--- START Information given ---

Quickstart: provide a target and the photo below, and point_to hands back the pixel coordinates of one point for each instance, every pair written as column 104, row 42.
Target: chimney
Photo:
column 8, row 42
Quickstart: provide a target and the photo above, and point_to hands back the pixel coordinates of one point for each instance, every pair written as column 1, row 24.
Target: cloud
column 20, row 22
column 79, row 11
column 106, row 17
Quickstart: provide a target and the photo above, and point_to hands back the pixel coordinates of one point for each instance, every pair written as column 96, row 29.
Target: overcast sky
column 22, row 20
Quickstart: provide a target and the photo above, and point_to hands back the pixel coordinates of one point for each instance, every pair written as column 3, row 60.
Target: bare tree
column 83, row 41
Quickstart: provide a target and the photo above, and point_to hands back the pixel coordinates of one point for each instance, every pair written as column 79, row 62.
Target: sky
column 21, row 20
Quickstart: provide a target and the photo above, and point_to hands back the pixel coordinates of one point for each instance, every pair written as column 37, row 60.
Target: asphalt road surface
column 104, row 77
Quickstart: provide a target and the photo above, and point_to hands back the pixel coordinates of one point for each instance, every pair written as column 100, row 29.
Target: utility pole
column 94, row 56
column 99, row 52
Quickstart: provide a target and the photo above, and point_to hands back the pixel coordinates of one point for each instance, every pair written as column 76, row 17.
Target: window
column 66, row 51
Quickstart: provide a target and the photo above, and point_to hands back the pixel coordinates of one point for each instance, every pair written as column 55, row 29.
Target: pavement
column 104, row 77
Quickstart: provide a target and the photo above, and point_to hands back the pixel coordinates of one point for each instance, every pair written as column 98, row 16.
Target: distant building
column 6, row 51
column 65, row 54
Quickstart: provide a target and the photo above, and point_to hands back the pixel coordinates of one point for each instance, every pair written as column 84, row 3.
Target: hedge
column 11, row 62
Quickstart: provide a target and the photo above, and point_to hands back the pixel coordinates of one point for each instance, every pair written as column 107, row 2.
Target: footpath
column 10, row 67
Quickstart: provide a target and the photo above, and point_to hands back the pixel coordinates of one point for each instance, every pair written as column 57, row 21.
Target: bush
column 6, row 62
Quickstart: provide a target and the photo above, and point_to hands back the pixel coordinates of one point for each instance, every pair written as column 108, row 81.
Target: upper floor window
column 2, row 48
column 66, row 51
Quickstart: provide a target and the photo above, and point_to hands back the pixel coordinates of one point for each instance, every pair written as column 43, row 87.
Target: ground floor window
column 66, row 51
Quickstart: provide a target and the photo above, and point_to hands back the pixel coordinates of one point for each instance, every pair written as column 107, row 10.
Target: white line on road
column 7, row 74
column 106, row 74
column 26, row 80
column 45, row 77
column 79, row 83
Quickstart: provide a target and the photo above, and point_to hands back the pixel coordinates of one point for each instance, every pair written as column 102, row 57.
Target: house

--- END Information given ---

◆ **What you have to do**
Reproduce the records above verbatim, from their first line through the line that contains "column 65, row 54", with both of those lines included.

◆ **Answer to this exercise**
Quickstart: provide a target and the photo below, and point_to hands back the pixel coordinates of one point for each instance, every pair written as column 104, row 42.
Target: chimney
Photo:
column 8, row 42
Quickstart: provide a target and the photo above, and point_to hands back the pixel coordinates of one point for each instance, every pair written as column 1, row 24.
Target: cloud
column 20, row 22
column 79, row 11
column 106, row 17
Quickstart: provide a target and the photo above, and point_to hands back the pixel coordinates of one point for each instance, every pair written as column 96, row 29.
Target: overcast sky
column 22, row 20
Quickstart: provide a target and the photo above, and point_to hands back the pixel coordinates of one point for each instance, every pair written as column 3, row 60.
Target: bare tree
column 83, row 41
Quickstart: provide a target and the photo above, and point_to hands back the pixel coordinates of one point for each instance, every pair written as column 79, row 62.
Target: sky
column 21, row 20
Quickstart: provide a target and the photo above, and point_to hands back the pixel coordinates of one point for each instance, every pair written as column 37, row 60.
Target: asphalt road surface
column 104, row 77
Quickstart: provide a target and the photo above, and point_to hands back the pixel coordinates of one point for each instance, every pair written as column 100, row 29.
Target: utility pole
column 94, row 56
column 99, row 52
Quickstart: provide a target and the photo above, and point_to hands back the pixel coordinates of one point for each instance, every pair written as column 76, row 17.
Target: window
column 66, row 51
Quickstart: provide a target and the photo above, and point_to hands back the pixel coordinates of one point for each instance, every pair written as column 55, row 29.
Target: pavement
column 104, row 77
Quickstart: provide a target and the photo above, and point_to hands back the pixel coordinates of one point for each instance, every pair written as column 98, row 16.
Target: distant building
column 6, row 51
column 65, row 54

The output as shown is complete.